**Problem to work on**
Copy the lines of the entries beginning with the line that contains "Give the segmentation of every instance of the overcast" and continuing through the line that contains "List every instance of the overcast sky here.", changing "overcast sky" to "cloudy sky" and leaving everything else unchanged. Give only those lines.

>> Start Records shown

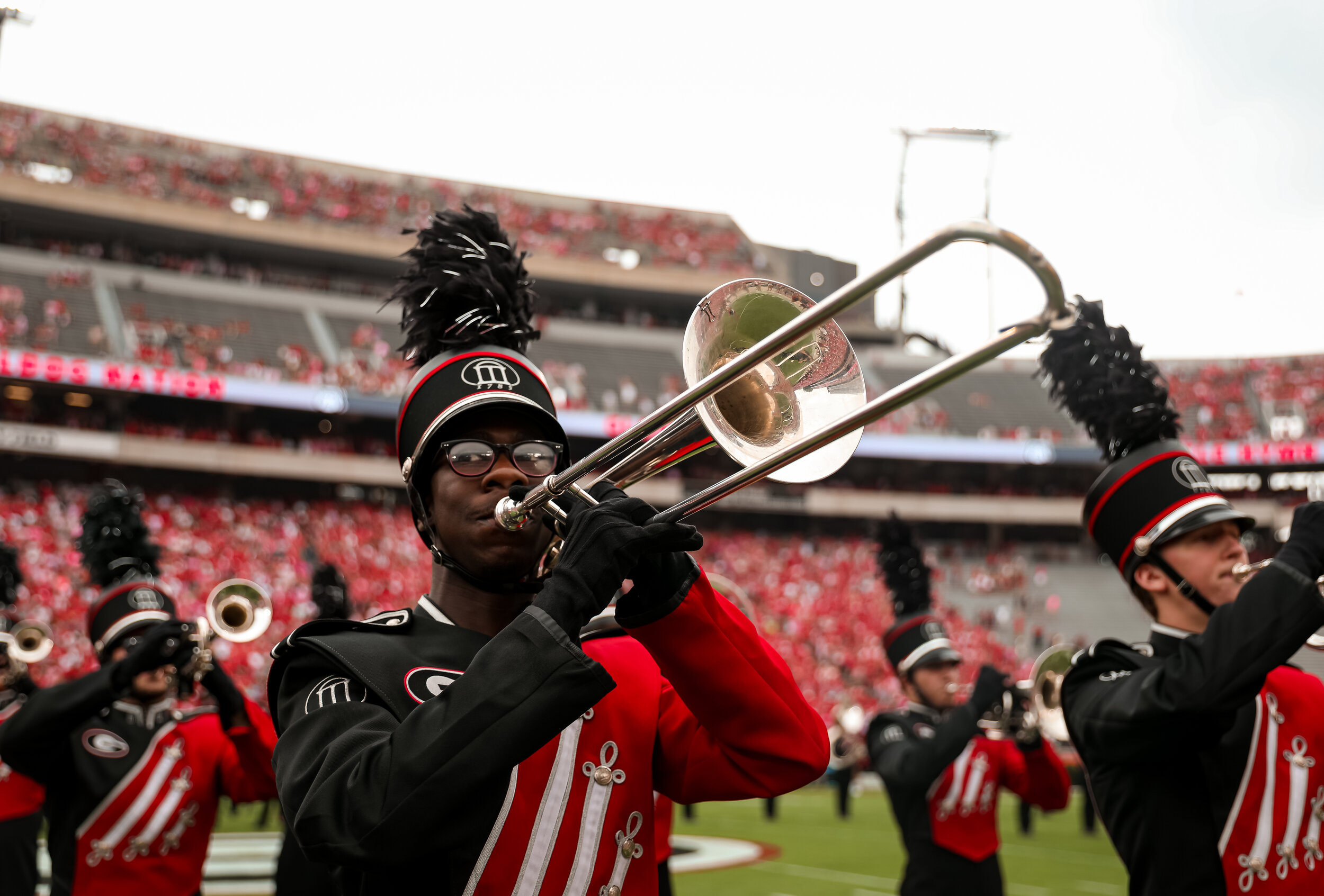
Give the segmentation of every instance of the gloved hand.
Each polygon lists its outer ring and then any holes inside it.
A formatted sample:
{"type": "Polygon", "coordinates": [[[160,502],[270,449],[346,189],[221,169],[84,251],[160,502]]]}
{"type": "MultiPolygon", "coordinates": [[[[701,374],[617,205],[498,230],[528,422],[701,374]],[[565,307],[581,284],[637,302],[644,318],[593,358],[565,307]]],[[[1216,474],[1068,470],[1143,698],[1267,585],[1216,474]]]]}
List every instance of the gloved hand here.
{"type": "Polygon", "coordinates": [[[679,523],[646,525],[657,511],[638,498],[613,498],[593,507],[575,503],[579,507],[571,512],[556,569],[534,606],[577,642],[580,629],[610,602],[641,557],[690,549],[698,532],[679,523]]]}
{"type": "Polygon", "coordinates": [[[1292,512],[1292,533],[1274,562],[1287,564],[1307,578],[1324,573],[1324,502],[1312,500],[1292,512]]]}
{"type": "Polygon", "coordinates": [[[203,687],[216,697],[216,709],[221,716],[221,725],[234,728],[248,724],[248,712],[244,708],[244,695],[221,664],[212,658],[212,668],[203,676],[203,687]]]}
{"type": "MultiPolygon", "coordinates": [[[[515,500],[524,500],[524,496],[528,495],[528,492],[531,491],[534,491],[532,486],[511,486],[510,496],[514,498],[515,500]]],[[[613,500],[617,498],[629,498],[629,495],[626,495],[622,490],[616,487],[614,482],[608,482],[606,479],[594,482],[593,486],[588,490],[588,494],[592,495],[598,503],[602,503],[604,500],[613,500]]],[[[560,507],[563,511],[565,511],[565,515],[569,519],[565,523],[561,523],[551,514],[544,512],[543,525],[547,527],[551,532],[564,539],[575,517],[579,514],[587,511],[589,508],[589,504],[585,504],[579,498],[571,494],[564,494],[560,498],[555,499],[555,504],[560,507]]]]}
{"type": "Polygon", "coordinates": [[[179,619],[167,619],[138,637],[138,643],[128,655],[110,670],[110,683],[115,691],[123,691],[142,672],[150,672],[162,666],[179,668],[193,652],[193,642],[188,639],[192,626],[179,619]]]}
{"type": "Polygon", "coordinates": [[[970,705],[980,713],[985,713],[994,707],[1002,705],[1002,695],[1012,690],[1006,672],[1001,672],[992,666],[981,666],[980,676],[974,679],[974,692],[970,695],[970,705]]]}

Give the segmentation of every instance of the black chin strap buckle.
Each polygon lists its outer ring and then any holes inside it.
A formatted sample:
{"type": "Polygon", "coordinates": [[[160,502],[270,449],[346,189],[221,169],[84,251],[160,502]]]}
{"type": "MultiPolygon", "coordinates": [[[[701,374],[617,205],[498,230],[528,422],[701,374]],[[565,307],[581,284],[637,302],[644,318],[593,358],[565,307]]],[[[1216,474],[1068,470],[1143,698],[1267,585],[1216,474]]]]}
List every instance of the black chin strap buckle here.
{"type": "Polygon", "coordinates": [[[1161,569],[1162,573],[1177,585],[1177,590],[1181,593],[1181,596],[1185,597],[1192,604],[1194,604],[1196,606],[1198,606],[1205,615],[1213,614],[1214,605],[1210,604],[1209,600],[1204,594],[1201,594],[1194,585],[1188,582],[1181,573],[1173,569],[1172,564],[1160,557],[1157,552],[1145,557],[1145,562],[1152,562],[1153,565],[1158,566],[1158,569],[1161,569]]]}

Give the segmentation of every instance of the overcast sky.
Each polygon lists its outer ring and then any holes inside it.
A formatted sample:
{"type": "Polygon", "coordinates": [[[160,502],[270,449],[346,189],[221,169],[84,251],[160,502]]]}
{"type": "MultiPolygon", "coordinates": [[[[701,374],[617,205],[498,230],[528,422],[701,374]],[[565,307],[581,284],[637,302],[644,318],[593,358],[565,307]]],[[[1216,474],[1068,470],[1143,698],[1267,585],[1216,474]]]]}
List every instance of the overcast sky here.
{"type": "MultiPolygon", "coordinates": [[[[1324,352],[1317,1],[9,3],[34,24],[4,29],[0,99],[728,212],[862,267],[898,247],[896,128],[997,128],[993,220],[1151,355],[1324,352]]],[[[980,213],[982,147],[910,161],[910,240],[980,213]]],[[[998,324],[1039,304],[1016,262],[993,283],[998,324]]],[[[910,291],[911,326],[986,334],[982,247],[910,291]]]]}

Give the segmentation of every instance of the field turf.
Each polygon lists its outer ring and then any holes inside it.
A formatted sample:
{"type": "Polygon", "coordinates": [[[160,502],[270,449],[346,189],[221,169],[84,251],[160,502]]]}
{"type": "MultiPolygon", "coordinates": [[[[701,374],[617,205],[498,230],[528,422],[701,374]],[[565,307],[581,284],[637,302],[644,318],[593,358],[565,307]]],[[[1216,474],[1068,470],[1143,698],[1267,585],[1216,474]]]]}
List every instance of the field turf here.
{"type": "MultiPolygon", "coordinates": [[[[781,855],[726,871],[675,876],[677,896],[880,896],[895,893],[906,862],[887,798],[865,793],[841,821],[826,787],[806,787],[777,801],[777,819],[763,818],[763,801],[695,806],[695,821],[675,818],[677,834],[733,836],[772,843],[781,855]]],[[[1127,872],[1102,827],[1080,832],[1080,803],[1045,815],[1021,836],[1017,799],[1004,791],[1000,830],[1002,876],[1009,896],[1076,896],[1127,892],[1127,872]]]]}
{"type": "MultiPolygon", "coordinates": [[[[851,818],[833,811],[833,793],[812,786],[777,801],[777,819],[763,818],[763,801],[702,803],[695,821],[679,807],[677,834],[732,836],[771,843],[781,850],[772,862],[726,871],[677,875],[677,896],[884,896],[896,892],[906,862],[891,806],[880,793],[851,799],[851,818]]],[[[1021,836],[1016,823],[1017,799],[1004,791],[1000,803],[1002,876],[1008,896],[1123,896],[1127,872],[1103,829],[1080,832],[1080,799],[1068,809],[1045,815],[1035,810],[1034,832],[1021,836]]],[[[260,806],[241,806],[232,814],[222,805],[217,831],[262,830],[260,806]]],[[[266,830],[278,830],[279,813],[269,815],[266,830]]]]}

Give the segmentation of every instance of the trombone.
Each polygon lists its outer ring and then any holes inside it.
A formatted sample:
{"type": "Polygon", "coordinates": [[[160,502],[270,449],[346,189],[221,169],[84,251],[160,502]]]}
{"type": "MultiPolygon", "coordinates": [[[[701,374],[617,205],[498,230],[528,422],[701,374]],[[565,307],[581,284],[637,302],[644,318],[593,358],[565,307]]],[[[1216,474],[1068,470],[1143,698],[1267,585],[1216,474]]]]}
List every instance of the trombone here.
{"type": "Polygon", "coordinates": [[[257,641],[271,625],[271,596],[248,578],[226,578],[207,596],[203,615],[188,635],[193,656],[180,670],[180,676],[201,682],[212,671],[212,642],[222,638],[232,643],[257,641]]]}
{"type": "MultiPolygon", "coordinates": [[[[1260,560],[1259,562],[1239,562],[1233,566],[1233,578],[1237,584],[1245,584],[1251,576],[1258,573],[1260,569],[1274,562],[1274,559],[1260,560]]],[[[1315,586],[1320,589],[1320,594],[1324,596],[1324,576],[1315,580],[1315,586]]],[[[1305,646],[1311,650],[1324,650],[1324,629],[1317,630],[1315,634],[1305,639],[1305,646]]]]}
{"type": "Polygon", "coordinates": [[[1002,705],[984,713],[978,727],[989,740],[1033,740],[1042,735],[1066,744],[1067,717],[1062,709],[1062,679],[1071,671],[1075,649],[1054,645],[1039,654],[1030,668],[1030,678],[1017,682],[1002,694],[1002,705]]]}
{"type": "Polygon", "coordinates": [[[662,511],[651,521],[678,521],[764,478],[822,479],[850,459],[869,424],[1027,339],[1070,326],[1071,319],[1053,265],[1025,240],[988,221],[943,228],[818,303],[772,281],[732,281],[704,296],[690,315],[683,349],[690,388],[544,479],[524,500],[503,498],[496,504],[496,521],[518,531],[540,507],[564,519],[552,499],[571,494],[597,503],[577,484],[589,471],[605,467],[604,479],[629,484],[714,443],[743,470],[662,511]],[[1000,246],[1021,259],[1043,286],[1043,310],[1004,328],[984,345],[949,357],[866,402],[859,364],[831,318],[957,241],[1000,246]]]}
{"type": "Polygon", "coordinates": [[[41,619],[24,619],[12,631],[0,631],[0,645],[9,655],[9,666],[0,676],[0,684],[9,686],[23,678],[29,663],[40,663],[56,646],[50,626],[41,619]]]}

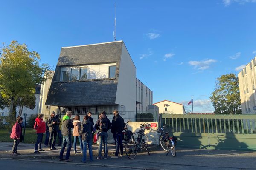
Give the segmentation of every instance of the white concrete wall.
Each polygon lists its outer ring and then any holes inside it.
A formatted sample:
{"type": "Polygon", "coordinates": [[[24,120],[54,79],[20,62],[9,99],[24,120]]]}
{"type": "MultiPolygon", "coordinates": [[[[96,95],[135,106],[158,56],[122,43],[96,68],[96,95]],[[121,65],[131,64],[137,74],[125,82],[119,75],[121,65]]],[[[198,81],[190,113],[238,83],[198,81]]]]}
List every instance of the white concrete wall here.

>> End Records shown

**Response to this exercise**
Give the segmentation of every instance of the cloudy sky.
Each polygon lists its outer ring and then any holes inside it.
A formatted sample:
{"type": "Polygon", "coordinates": [[[160,502],[270,449],[346,189],[221,169],[84,251],[160,502]]]}
{"type": "MultiPolygon", "coordinates": [[[[701,374],[617,205],[498,230],[528,422],[701,374]],[[565,307],[581,284],[637,302],[644,318],[593,358],[565,307]]],[[[1216,474],[1068,470],[1143,698],[1267,585],[1216,474]]]]}
List every instance of the cloudy sky here.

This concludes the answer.